■ Task to carry out ■
Count how many of the lines below contain the word "person", and reply with that number alone.

Bounding box annotation entries
++++++++++
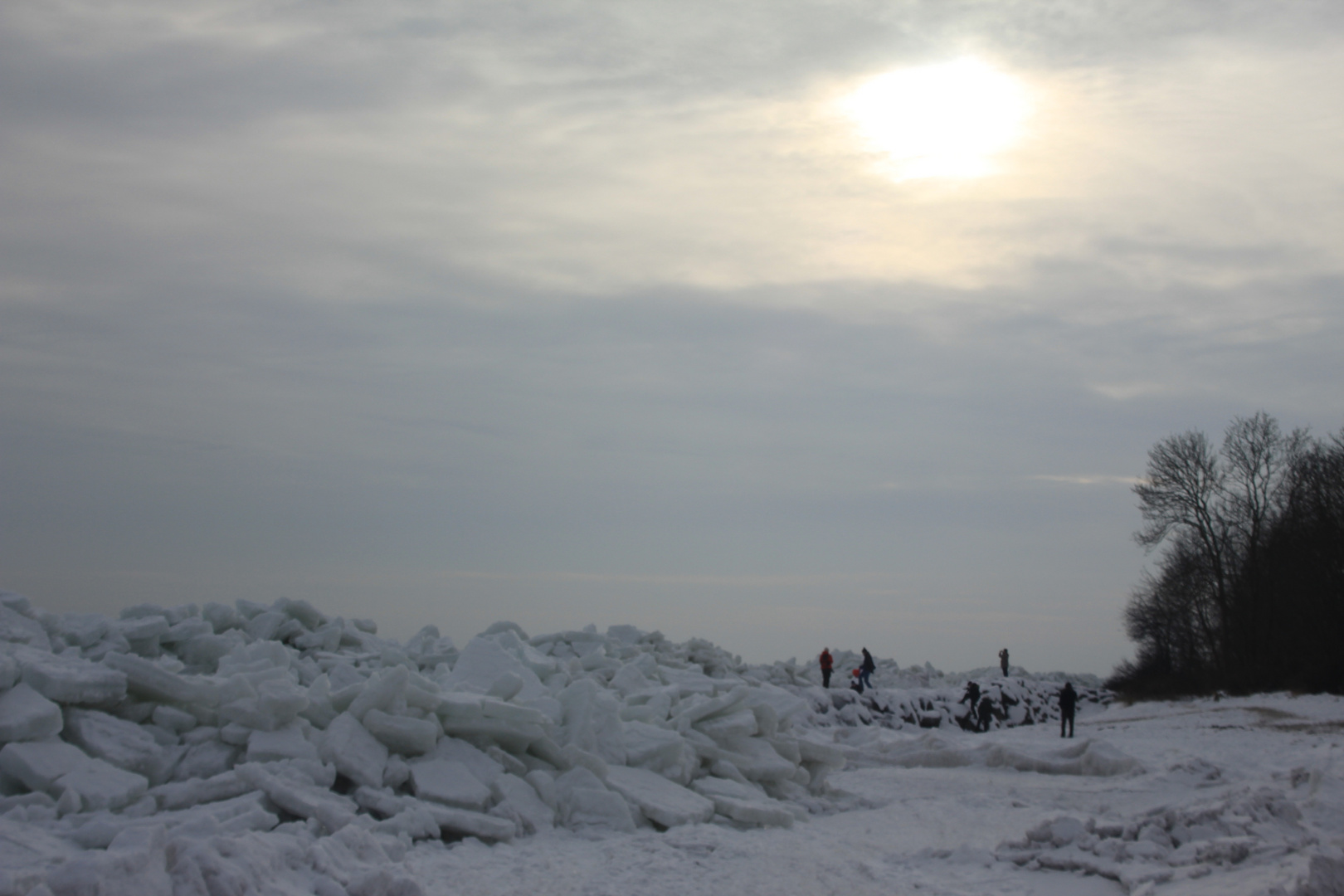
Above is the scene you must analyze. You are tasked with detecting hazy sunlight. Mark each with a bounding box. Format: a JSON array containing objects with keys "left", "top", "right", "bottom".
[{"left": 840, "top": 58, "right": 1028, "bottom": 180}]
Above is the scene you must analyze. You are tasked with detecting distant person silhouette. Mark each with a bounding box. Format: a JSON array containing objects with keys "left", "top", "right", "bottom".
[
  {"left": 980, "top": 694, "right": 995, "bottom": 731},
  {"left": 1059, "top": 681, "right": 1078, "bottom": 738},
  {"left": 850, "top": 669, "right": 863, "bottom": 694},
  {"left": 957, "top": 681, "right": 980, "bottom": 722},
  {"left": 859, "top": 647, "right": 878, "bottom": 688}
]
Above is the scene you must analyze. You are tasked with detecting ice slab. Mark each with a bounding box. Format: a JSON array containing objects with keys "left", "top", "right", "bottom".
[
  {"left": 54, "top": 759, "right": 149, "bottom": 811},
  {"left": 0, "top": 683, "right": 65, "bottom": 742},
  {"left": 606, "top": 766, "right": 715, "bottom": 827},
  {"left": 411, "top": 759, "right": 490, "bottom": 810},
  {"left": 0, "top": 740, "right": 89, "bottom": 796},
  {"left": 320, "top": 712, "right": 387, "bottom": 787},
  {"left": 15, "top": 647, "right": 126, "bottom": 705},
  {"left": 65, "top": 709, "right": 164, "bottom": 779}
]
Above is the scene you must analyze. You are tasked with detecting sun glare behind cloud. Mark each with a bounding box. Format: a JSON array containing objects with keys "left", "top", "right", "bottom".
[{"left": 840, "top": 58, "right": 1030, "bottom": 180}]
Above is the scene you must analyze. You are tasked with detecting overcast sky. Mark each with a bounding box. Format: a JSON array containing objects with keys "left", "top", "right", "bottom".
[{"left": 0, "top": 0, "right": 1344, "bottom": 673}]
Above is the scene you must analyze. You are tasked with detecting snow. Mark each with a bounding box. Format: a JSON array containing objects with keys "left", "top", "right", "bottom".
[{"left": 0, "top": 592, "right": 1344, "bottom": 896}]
++++++++++
■ Answer to this task ■
1